◆ Tekstfragment:
+++
ECLI:NL:RBNHO:2022:5388

Rechtbank Noord-Holland

Datum uitspraak
16 juni 2022
Publicatiedatum
22 juni 2022
Zaaknummer
22/2457
Instantie
Rechtbank Noord-Holland
Type
Uitspraak
Procedures
  • Voorlopige voorziening
Vindplaatsen
  • Rechtspraak.nl
AI samenvatting door LexboostAutomatisch gegenereerd

Schorsing van last onder dwangsom betreffende huisvesting tijdelijke arbeidsmigranten

In deze uitspraak beslist de voorzieningenrechter van de Rechtbank Noord-Holland op het verzoek om een voorlopige voorziening van verzoekster, een B.V. uit [vestigingsplaats], tegen het besluit van het college van burgemeester en wethouders van de gemeente Schagen van 1 maart 2022. Dit besluit houdt in dat verzoekster de overtreding van de Wet algemene bepalingen omgevingsrecht moet beëindigen door de wooncontainers op haar perceel te verwijderen, op straffe van een dwangsom. Verzoekster heeft bezwaar gemaakt tegen dit besluit en verzocht om een voorlopige voorziening.

De voorzieningenrechter heeft het verzoek op 15 juni 2022 behandeld. Verzoekster stelt dat zij tijdelijke medewerkers nodig heeft voor de verwerking van bollen en dat zonder deze medewerkers haar contracten in gevaar komen. Verweerder en derde-partijen, die overlast ervaren van de wooncontainers, hebben belang bij handhaving van de wetgeving en een goed woon- en leefklimaat.
+++
◆ Aanwijsitems voor benoemde objecten:
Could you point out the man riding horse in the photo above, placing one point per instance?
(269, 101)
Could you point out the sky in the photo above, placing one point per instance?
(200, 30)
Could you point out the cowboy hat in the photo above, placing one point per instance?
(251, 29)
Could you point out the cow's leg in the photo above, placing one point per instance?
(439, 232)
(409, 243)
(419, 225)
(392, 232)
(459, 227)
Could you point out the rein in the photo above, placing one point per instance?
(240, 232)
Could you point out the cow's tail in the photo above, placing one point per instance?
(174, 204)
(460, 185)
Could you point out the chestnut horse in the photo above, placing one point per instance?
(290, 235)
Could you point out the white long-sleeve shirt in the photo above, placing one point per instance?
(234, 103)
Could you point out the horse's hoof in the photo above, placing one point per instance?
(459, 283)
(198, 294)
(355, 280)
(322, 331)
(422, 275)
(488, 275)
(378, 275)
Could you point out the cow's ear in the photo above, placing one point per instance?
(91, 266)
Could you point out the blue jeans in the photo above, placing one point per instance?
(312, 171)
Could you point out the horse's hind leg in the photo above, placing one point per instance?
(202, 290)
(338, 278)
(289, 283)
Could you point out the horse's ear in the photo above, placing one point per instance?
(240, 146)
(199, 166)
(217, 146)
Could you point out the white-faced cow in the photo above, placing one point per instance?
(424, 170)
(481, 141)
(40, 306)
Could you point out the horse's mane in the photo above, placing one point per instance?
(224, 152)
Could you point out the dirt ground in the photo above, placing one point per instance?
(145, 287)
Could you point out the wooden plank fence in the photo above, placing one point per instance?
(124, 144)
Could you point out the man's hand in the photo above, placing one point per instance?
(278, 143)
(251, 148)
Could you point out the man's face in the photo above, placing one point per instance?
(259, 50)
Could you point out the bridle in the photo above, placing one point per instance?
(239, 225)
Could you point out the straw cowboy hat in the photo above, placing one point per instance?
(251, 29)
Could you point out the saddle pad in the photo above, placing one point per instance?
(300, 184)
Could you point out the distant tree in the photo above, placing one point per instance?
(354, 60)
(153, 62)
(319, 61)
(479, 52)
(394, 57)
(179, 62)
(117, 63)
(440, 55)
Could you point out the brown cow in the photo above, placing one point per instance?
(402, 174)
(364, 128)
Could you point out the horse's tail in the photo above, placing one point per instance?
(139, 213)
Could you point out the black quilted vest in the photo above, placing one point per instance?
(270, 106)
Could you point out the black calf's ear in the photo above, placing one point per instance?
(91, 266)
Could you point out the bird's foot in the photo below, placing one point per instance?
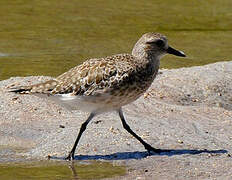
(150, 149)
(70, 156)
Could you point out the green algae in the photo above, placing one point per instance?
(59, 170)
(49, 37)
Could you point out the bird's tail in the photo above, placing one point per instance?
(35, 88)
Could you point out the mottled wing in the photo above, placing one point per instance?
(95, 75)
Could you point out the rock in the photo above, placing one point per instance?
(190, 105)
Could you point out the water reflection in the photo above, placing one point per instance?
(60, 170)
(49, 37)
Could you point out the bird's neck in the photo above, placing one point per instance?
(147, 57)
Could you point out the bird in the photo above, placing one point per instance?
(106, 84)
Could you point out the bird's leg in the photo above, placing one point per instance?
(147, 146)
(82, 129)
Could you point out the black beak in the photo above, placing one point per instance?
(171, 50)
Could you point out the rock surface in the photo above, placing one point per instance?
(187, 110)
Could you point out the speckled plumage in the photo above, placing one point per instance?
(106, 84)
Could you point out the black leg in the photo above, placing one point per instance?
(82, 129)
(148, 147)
+++
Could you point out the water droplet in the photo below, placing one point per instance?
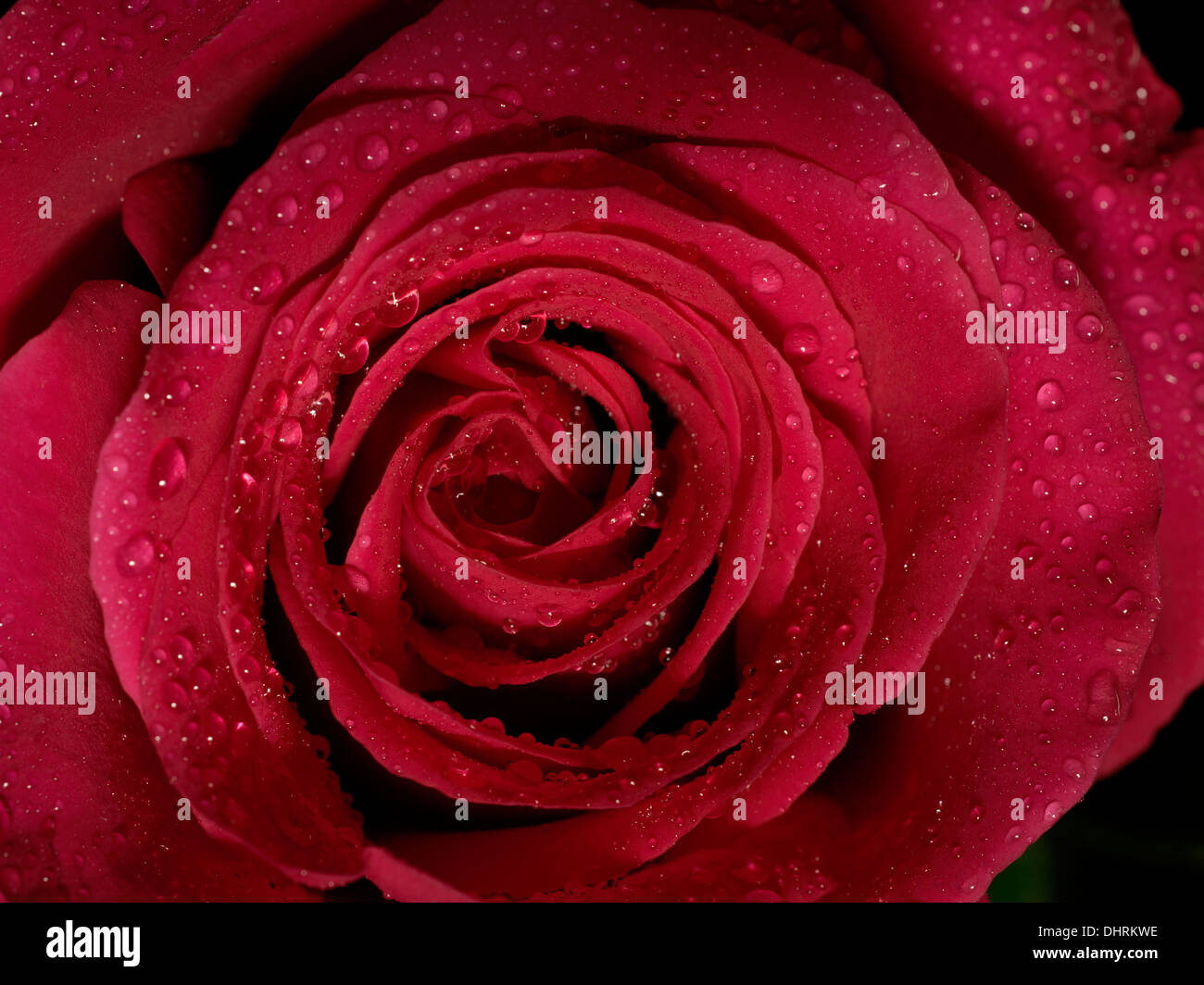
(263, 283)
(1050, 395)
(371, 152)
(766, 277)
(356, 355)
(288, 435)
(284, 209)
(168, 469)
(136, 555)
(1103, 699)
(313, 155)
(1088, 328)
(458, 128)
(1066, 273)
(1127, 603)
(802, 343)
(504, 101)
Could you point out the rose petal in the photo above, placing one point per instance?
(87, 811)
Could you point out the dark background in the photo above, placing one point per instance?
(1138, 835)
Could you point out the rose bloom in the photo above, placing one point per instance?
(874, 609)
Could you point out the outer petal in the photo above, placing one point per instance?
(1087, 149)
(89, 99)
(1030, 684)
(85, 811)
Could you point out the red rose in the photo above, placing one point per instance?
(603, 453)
+++
◆ Opdrachten:
1. Op welke dag heeft de voorzieningenrechter het verzoek behandeld, volgens de uitspraak over de wooncontainers?
2. Ga verder met de uitspraak over de wooncontainers, aansluitend op de laatste zin.
De lijst speelt hierbij geen rol.

◆ Antwoorden:
1. Op 15 juni 2022.

2.
De voorzieningenrechter oordeelt dat er op dit moment weinig zicht is op legalisatie van de wooncontainers, maar dat de belangen van verzoekster zwaarder wegen dan die van verweerder en derde-partijen. De voorzieningenrechter wijst het verzoek toe en schorst de last onder dwangsom tot één week na de definitieve beslissing van verweerder op de aanvraag om omgevingsvergunning van 22 juli 2021. De proceskosten hoeven niet te worden vergoed.

Uitspraak

RECHTBANK NOORD-HOLLAND
Zittingsplaats Haarlem
Bestuursrecht
zaaknummer: HAA 22/2457

uitspraak van de voorzieningenrechter van 16 juni 2022 in de zaak tussen

[verzoekster] B.V., uit [vestigingsplaats] , verzoekster

(gemachtigde: mr. J.J. de Boer),
en

het college van burgemeester en wethouders van de gemeente Schagen (verweerder)

(gemachtigden: mr. N. Melching en C. Dikken).
Als derde-partijen nemen aan de zaak deel:
1.
[naam 1]en
[naam 2], uit [plaats 1]
2.
[naam 3]en
[naam 4], uit [plaats 1]
(gemachtigde: mr. L. Zuurbier)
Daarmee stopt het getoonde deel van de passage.